Excerpts from point annotation data

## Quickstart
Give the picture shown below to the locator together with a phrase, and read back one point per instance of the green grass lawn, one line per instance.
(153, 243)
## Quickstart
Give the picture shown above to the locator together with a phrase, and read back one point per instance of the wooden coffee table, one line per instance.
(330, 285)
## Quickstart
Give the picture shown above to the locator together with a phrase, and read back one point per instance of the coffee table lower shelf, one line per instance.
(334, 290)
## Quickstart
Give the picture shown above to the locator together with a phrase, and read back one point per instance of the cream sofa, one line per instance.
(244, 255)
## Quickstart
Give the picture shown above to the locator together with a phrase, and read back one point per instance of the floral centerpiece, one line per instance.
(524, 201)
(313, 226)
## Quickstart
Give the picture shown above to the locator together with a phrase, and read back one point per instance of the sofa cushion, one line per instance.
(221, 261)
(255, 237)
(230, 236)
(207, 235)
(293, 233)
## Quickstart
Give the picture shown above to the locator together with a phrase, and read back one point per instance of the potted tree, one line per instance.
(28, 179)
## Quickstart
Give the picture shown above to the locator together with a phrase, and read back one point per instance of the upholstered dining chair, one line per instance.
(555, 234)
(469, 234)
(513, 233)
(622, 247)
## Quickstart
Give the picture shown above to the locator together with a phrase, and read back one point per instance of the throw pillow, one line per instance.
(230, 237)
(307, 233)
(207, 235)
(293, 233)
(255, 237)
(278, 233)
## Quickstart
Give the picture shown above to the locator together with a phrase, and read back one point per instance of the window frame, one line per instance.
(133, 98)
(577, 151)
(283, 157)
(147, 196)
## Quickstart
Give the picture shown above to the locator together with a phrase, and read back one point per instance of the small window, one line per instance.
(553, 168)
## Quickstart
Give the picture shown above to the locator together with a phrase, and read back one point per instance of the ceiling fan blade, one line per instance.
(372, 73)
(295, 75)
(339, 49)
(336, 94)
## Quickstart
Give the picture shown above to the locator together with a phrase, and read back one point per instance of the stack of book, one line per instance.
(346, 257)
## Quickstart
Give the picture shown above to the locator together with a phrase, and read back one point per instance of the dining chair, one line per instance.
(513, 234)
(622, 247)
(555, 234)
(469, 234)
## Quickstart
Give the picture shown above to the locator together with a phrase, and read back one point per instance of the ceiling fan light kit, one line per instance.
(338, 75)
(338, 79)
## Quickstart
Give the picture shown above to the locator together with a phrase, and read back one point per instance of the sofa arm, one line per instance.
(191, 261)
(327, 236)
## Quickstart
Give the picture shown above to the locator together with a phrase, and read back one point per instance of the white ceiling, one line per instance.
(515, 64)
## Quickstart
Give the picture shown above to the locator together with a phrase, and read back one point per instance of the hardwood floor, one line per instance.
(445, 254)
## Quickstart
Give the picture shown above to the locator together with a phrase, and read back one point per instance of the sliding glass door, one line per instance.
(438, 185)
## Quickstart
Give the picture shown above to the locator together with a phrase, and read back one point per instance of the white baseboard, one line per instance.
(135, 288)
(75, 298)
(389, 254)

→ **DO THIS**:
Print back all the lines verbatim.

→ **ANSWER TO THIS TASK**:
## Quickstart
Give the picture shown below to the locator together with a phrase, and read back one point per instance of the green grass lawn, one line per instance.
(153, 243)
## Quickstart
Give the picture shown above to the locator together with a phrase, and read back one point per instance of the wooden coffee table, one line per instance.
(330, 285)
## Quickstart
Give the picture shown above to the locator together with a phrase, and read back one point per instance of the coffee table lower shelf, one line per instance.
(334, 290)
## Quickstart
Give the picture shown above to the locator together with a phrase, and read back one point per instance of the cream sofa, one line per instance.
(244, 255)
## Quickstart
Give the picture shown above to the locator together with a phrase, and read back one point per instance of the floral centerpiece, one line per instance.
(524, 201)
(313, 226)
## Quickstart
Give the picture shown above to the locator together with a phrase, and read back one point per instance of the sofa cushion, one line per instance.
(221, 261)
(255, 237)
(230, 236)
(207, 235)
(293, 233)
## Quickstart
Give the picture shown above to the locator together with a phrase, and read back one point per instance of the potted tree, one line per instance.
(28, 179)
## Quickstart
Give the picture shown above to the locator together with a phrase, and read back one point per instance of the upholstered dining chair, one line per instance.
(555, 234)
(469, 234)
(513, 233)
(622, 247)
## Quickstart
Give the picture shown above to the locator together with a phrase, and read back one point per instance of the throw pillow, one line per instance.
(230, 237)
(307, 233)
(207, 235)
(293, 233)
(255, 237)
(278, 233)
## Quickstart
Give the picture shown above to the locator together with a phrase, and read back one point per instance of the window frame, one line per instance.
(133, 98)
(577, 151)
(283, 157)
(147, 196)
## Quickstart
Give the picture shown above to the locator together with a phrase, and read back one point per instance of the small window, one line per instance.
(553, 168)
## Quickstart
Give the picture shown above to the locator together with a phrase, and read back one point per instance of the ceiling fan blade, one line per instance.
(372, 73)
(295, 75)
(339, 49)
(336, 94)
## Quickstart
Give the picture shown above to the locator together with a phrase, and read back one point per instance of the stack of book, one line per instance.
(346, 257)
## Quickstart
Give the picture shown above to the locator together with a phrase, and read back one point per instance of the dining chair, one line per instance.
(513, 234)
(622, 247)
(555, 234)
(469, 234)
## Quickstart
Give the picture shown above to the locator together with a phrase, and read back one point per instance of the ceiling fan light kit, one line per instance.
(338, 75)
(338, 79)
## Quickstart
Give the picture shown above to the locator together with a phrase, and read back one point per instance of the sofa arm, one line per instance.
(191, 261)
(327, 236)
## Quickstart
Give the picture shown above to the locator together with a phrase, and read back one point per instance of the white ceiling, one line per instance.
(515, 64)
## Quickstart
Give the picture shown above to the locator together with a phrase, and read back one point per instance of the hardwood floor, one line per instance.
(445, 254)
## Quickstart
Give the picture shown above to the locator together with a phrase, and read back one point per instance of the sliding glass door, one line per instance.
(438, 185)
## Quickstart
Give the picture shown above to the locator together with a phrase, and read back one point per instance of the white baseboard, one line per instance.
(135, 288)
(75, 298)
(389, 254)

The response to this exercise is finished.